Document passage =>
First, assume that the first player always flips the coin. Then the second player always draws $p$ from $[0,1]$ and has two options. If she flips, her winning probability is $p+\frac12(1-p)E$, where $E$ is her winning probability averaged over $p\in[0,1]$; the first term represents that she wins immediately, and the second term represents that she wins after the first player flips and fails. If she passes, her winning probability is $(1-\frac12(1-p))E$, the probability that she wins after the first player flips and fails. The difference is $p+\frac12(1-p)E-(1-\frac12(1-p))E=p(1-E)\ge0$. Thus, if the first player always flips, it is optimal for the second player to always flip.

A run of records
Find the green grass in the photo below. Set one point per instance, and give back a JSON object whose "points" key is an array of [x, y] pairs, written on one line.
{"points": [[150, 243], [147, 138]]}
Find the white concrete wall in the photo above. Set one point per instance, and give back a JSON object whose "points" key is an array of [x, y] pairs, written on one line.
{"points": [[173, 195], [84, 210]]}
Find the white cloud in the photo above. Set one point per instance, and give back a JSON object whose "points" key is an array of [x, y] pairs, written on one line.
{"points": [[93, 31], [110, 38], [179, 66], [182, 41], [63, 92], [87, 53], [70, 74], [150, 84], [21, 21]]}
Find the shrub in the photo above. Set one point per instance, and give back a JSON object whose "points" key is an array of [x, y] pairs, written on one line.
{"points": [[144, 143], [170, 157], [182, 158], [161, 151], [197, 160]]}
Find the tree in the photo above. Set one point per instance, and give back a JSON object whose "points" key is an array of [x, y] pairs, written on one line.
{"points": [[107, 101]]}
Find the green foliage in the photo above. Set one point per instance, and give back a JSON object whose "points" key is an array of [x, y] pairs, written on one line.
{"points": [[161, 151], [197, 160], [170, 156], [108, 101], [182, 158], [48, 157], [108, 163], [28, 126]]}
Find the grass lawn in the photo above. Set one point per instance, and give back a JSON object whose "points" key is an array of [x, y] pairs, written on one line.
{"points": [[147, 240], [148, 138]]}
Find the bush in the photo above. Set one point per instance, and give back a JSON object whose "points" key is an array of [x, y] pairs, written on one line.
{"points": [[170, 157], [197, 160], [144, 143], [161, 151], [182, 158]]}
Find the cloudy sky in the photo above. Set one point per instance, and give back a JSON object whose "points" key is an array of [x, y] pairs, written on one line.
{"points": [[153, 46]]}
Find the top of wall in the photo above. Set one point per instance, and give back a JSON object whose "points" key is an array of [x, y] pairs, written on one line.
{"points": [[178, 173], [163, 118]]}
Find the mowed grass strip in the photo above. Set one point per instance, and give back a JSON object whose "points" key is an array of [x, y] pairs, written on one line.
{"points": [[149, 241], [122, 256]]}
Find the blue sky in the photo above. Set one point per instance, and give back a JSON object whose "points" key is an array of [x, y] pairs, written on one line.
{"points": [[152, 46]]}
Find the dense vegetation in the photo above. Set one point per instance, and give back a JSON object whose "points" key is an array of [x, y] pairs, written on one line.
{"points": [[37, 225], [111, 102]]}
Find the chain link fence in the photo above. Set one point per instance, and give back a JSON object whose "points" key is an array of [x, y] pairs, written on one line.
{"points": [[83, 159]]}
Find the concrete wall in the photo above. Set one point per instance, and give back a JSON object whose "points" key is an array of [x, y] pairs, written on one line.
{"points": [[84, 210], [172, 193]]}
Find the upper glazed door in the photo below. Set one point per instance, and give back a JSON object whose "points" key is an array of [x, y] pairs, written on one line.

--

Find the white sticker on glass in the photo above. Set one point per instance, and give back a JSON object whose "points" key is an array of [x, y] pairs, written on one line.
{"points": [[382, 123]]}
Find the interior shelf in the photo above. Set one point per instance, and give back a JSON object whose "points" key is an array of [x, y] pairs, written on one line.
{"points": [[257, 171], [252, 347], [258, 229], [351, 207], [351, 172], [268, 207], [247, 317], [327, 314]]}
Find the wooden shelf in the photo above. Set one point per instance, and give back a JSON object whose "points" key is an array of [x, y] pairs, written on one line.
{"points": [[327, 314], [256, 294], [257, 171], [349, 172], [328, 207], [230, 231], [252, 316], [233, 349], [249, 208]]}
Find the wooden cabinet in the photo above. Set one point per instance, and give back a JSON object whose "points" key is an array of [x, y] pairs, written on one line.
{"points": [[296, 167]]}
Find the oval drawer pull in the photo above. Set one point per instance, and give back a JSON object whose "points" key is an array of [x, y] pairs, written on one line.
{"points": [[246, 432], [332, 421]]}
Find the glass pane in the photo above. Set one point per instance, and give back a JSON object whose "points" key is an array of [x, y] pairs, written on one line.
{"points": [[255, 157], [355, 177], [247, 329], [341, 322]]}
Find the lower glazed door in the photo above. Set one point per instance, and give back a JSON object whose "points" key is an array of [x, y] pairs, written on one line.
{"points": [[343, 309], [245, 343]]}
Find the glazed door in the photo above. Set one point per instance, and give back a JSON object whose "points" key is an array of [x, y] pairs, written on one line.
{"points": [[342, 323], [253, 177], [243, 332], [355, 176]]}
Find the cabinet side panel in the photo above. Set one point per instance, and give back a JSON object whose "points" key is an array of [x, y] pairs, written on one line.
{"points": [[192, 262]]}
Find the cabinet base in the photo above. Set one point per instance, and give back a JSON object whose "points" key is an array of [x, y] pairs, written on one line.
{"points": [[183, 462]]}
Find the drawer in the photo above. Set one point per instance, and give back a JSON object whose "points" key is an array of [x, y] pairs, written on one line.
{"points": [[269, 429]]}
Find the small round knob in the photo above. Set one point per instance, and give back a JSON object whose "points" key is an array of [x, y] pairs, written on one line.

Problem to solve => Please state what $E$ represents in the coin-flip passage. Nothing in the listing is required here.

Full response => $E$ is the second player's winning probability averaged over $p\in[0,1]$.